◆ **YOUR OBJECTIVE**:
Copy out all the items below, replacing "chairlift" with "ski lift" wherever it occurs and keeping everything else the same. Leave the pictures out of your answer.

◆ **AVAILABLE DATA**:
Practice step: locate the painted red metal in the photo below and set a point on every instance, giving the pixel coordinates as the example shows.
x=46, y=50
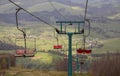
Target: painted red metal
x=57, y=46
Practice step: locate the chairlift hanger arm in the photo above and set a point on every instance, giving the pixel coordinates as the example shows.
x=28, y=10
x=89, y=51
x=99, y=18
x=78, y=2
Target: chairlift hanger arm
x=24, y=34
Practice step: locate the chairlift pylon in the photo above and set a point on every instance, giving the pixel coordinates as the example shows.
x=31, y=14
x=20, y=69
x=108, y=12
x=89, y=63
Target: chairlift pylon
x=24, y=52
x=57, y=46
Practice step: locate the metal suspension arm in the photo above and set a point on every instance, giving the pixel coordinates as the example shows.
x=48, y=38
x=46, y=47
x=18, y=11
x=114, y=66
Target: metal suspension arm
x=21, y=30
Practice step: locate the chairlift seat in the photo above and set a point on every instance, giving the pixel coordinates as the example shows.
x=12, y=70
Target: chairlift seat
x=20, y=51
x=84, y=51
x=57, y=46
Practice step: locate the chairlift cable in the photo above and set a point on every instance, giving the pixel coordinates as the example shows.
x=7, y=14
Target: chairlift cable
x=56, y=10
x=33, y=15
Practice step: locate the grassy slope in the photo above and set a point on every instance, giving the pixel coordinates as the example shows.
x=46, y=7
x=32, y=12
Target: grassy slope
x=27, y=72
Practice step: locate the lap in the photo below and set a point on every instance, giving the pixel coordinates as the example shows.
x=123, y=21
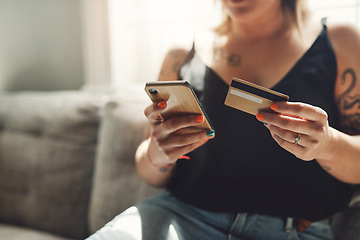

◆ **OUTPUT FOR THIS TASK**:
Practice step: locate the painted red metal in the photo below and set a point on every instance, giving the pixel coordinates as the example shows.
x=46, y=50
Target: painted red metal
x=57, y=46
Practice step: locate the ski lift hanger arm in the photo above and set a point on every instance, giving the pixel coordinates as the example shows.
x=28, y=10
x=89, y=51
x=99, y=18
x=78, y=2
Target: ski lift hanger arm
x=24, y=34
Practice step: locate the ski lift pylon in the photo above and set a point on every instance, giving the pixel coordinates as the example shows.
x=31, y=14
x=20, y=69
x=108, y=12
x=89, y=63
Target: ski lift pylon
x=24, y=52
x=57, y=46
Practice step: locate the metal suspension arm in the photo above and set a point on every instance, giving the pixel coordinates as the example shows.
x=48, y=38
x=46, y=47
x=18, y=11
x=114, y=66
Target: metal suspension arm
x=21, y=30
Practice step: locate the ski lift seat in the photo above and set a point on every instance, giving the pixel coordinates as the example shows.
x=12, y=70
Target: ski lift seat
x=20, y=51
x=84, y=51
x=57, y=46
Practice step: locate the ski lift cable in the photo above and set a point on every instance, giving the pixel coordinates as the example shows.
x=7, y=14
Target: ski lift cable
x=56, y=10
x=33, y=15
Practice step: locate the grassy slope in the photo above and set a point on every instance, giving the pixel coordinates as the example shows.
x=46, y=7
x=32, y=12
Target: grassy slope
x=27, y=72
Practice step: locate the lap in the photo below and set a point on every instance, giving the pixel coordinates as the example shows.
x=123, y=21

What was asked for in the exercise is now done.